Render the lines below as a Markdown table with two columns, Row and Line. Number each row, put the line's text beside it, and skip any blank lines.

****************

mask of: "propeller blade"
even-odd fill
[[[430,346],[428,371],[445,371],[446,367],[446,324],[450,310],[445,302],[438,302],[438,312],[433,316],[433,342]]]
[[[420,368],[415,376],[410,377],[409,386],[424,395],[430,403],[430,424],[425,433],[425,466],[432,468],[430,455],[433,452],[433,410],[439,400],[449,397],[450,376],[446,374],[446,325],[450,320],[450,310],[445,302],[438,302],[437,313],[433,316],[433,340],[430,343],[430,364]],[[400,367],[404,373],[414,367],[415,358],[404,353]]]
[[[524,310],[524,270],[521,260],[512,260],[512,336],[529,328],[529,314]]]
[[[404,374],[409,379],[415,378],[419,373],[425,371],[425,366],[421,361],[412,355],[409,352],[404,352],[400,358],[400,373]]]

****************

* _Answer to this task_:
| Row | Line |
|---|---|
| 1 | mask of: "propeller blade" |
| 2 | even-odd fill |
| 3 | [[[430,346],[428,371],[445,371],[446,367],[446,324],[450,310],[445,302],[438,302],[438,312],[433,316],[433,342]]] |
| 4 | [[[420,368],[415,376],[410,377],[409,386],[424,395],[430,403],[430,424],[425,433],[425,466],[432,468],[430,455],[433,452],[433,410],[439,400],[449,397],[450,376],[446,374],[446,325],[450,320],[450,310],[445,302],[438,302],[437,313],[433,316],[433,340],[430,343],[430,364]],[[400,367],[404,373],[414,367],[415,358],[404,353]]] |
| 5 | [[[524,310],[524,270],[521,260],[512,260],[512,336],[529,328],[529,314]]] |
| 6 | [[[404,374],[409,379],[415,378],[419,373],[425,371],[425,366],[421,361],[412,355],[409,352],[404,352],[400,358],[400,373]]] |